-------- Source data

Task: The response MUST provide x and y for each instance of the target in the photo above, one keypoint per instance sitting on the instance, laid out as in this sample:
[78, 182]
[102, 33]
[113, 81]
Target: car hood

----------------

> _What to work on_
Output every record above a second time, exactly.

> _Task solution_
Task: The response MUST provide x and y for each instance of the target in the photo above, one keypoint per instance sitting on the instance, laid out as in this sample:
[78, 182]
[102, 33]
[113, 81]
Target: car hood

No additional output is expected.